= Source excerpt =

Do the calculations and one finds that trams become more economic to operate on most transit routes when ridership exceeds 2,000 pphpd.
http://railforthevalley.wordpress.com/2010/05/20/the-1986-lrta-study-bus-lrt-metro-comparison/
Now the hoary old debate about speed. Speed of a transit system is not and I repeat, is not the prime reason for attracting ridership; it is a combination of many factors including speed (when compared to a bus only) that attract people to transit.
SkyTrain’s higher commercial speeds come from a penalty of a lack of stations – the fewer the stations, the higher the commercial speed of a transit system.
Studies have shown that in an urban area, ‘rail’ transit should have a stop every 500m to 600m to maximize customer demand. One may build a high speed subway, but with stations every 1 km to 1.5 km apart, many potential customers will just take the car instead as it will be more convenient. We seem to forget that the prime reason we have public transit is to move people, efficiently and affordable, something we are now lacking in our planning.
Zwei:
It’s true streetcars are often kept in service longer than buses, but I think 50 years, in most cases, is an exaggeration compared what we can expect. Toronto had to do a major rebuild of their streetcars in 2006, with most starting service in the very late 70′s to 1981, or 1983 for articulated ones. That compares to Vancouver’s trolleybuses, which were brought into service in 1982, about the same time, and were removed from Vancouver, I think in 2007, but as far as I’m aware are still in use in Argentina, where they were sold to. At the same time, Toronto is replacing its streetcar fleet as we speak, and in fact must replace it unless they choose to do a substantial rebuild.
At least in this example, streetcars haven’t outlived trollybuses by a significant margin, though they did last a few years longer. I’m not sure how this stacks up to other situations, however, or how expensive the rebuild was compared to purchasing a new trolleybus.
Remember: It only cost $273 million for 188 regular and 40 articulated trolleybuses. I can’t find the breakdown for how much each of those cost, unfortunately. That would make a much better comparison.
As for the idea that we could save money by operating fewer streetcars than buses. You say a streetcar is worth 6-8 buses, but the Flexity Outlook seems to have capacity for 179 people, at least the ones in Frankfurt that I found stats for. That’s a little more than double the articulated trolley bus capacity, if I’m right, of about 80 or so. Not exactly 6-8 times.
I’m sure you can run trains, but remember, the length is limited by street blocks. I haven’t done the final math of course, but in this case I don’t think the finances work out to significant savings.
At the same time, as I stated before, the only way we could save operational costs by operating longer streetcars is if we reduce frequency on existing trolleybus routes. Right now my bus, the #8 Fraser, is nowhere near capacity, and to replace it with a streetcar would mean either wasted money on a needless capacity improvement, or longer waits for the train than the bus, which is a service reduction I would notice and which would make me less likely to ride. I can already bike downtown in about the same time as the bus takes, so why would I wait longer? Certainly if you can drive, you would do the same. And I believe frequency of service and reliability to be the two most important features in choosing whether to take transit, both of which would be negatively affected (at least without dedicated lanes)

= Rows =
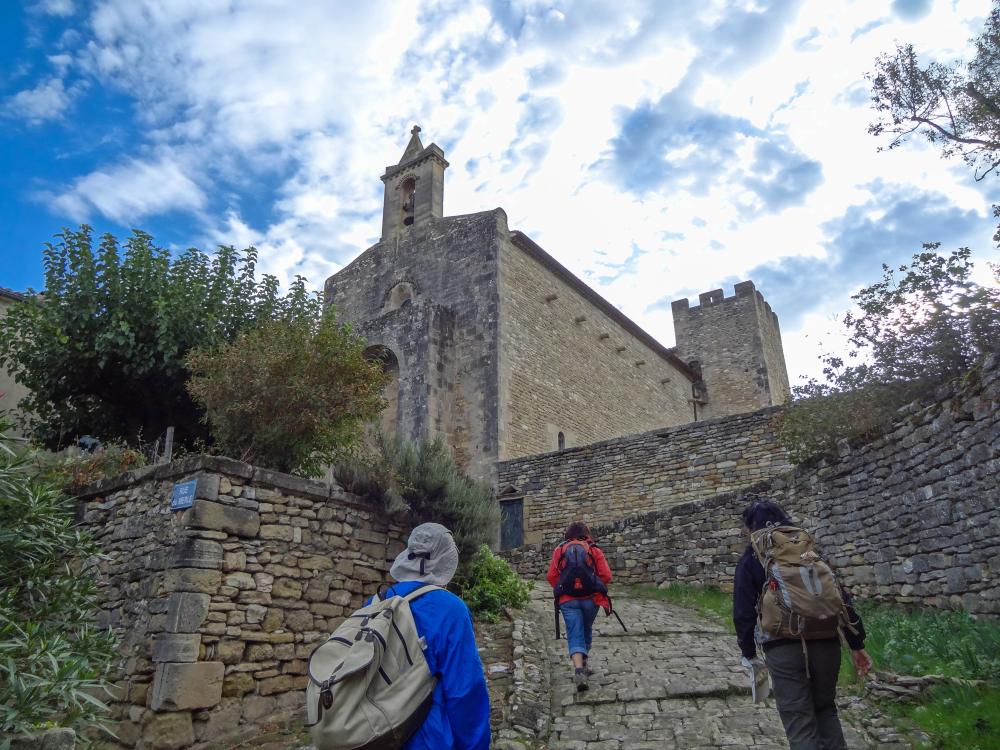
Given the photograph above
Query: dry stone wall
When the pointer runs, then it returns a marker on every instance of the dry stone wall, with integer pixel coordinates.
(912, 518)
(220, 605)
(641, 473)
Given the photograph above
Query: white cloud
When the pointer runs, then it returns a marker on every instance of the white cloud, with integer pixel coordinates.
(298, 107)
(46, 101)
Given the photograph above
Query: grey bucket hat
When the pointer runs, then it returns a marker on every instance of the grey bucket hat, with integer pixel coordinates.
(430, 556)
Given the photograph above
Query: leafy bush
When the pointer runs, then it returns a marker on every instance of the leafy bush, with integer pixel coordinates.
(423, 481)
(292, 393)
(72, 474)
(491, 584)
(53, 660)
(911, 335)
(102, 350)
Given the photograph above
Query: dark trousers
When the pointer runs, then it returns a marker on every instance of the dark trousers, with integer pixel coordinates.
(807, 705)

= Instruction 1 =
Summarize the transit discussion in two sentences.
= Instruction 2 =
From the transit discussion, write out the part that opens with the words containing "Remember: It only" and closes with "to significant savings.".

= Complete output 1 =
The opening comments state that trams become more economic than buses on most routes once ridership exceeds 2,000 pphpd, and that speed is not the prime reason for attracting riders, with rail stops ideally placed every 500m to 600m. In reply, Zwei doubts that streetcars last 50 years or replace 6-8 buses, citing Toronto's fleet and the Flexity Outlook's capacity of 179, and holds that frequency and reliability are the two most important features in choosing transit.

= Complete output 2 =
Remember: It only cost $273 million for 188 regular and 40 articulated trolleybuses. I can’t find the breakdown for how much each of those cost, unfortunately. That would make a much better comparison.
As for the idea that we could save money by operating fewer streetcars than buses. You say a streetcar is worth 6-8 buses, but the Flexity Outlook seems to have capacity for 179 people, at least the ones in Frankfurt that I found stats for. That’s a little more than double the articulated trolley bus capacity, if I’m right, of about 80 or so. Not exactly 6-8 times.
I’m sure you can run trains, but remember, the length is limited by street blocks. I haven’t done the final math of course, but in this case I don’t think the finances work out to significant savings.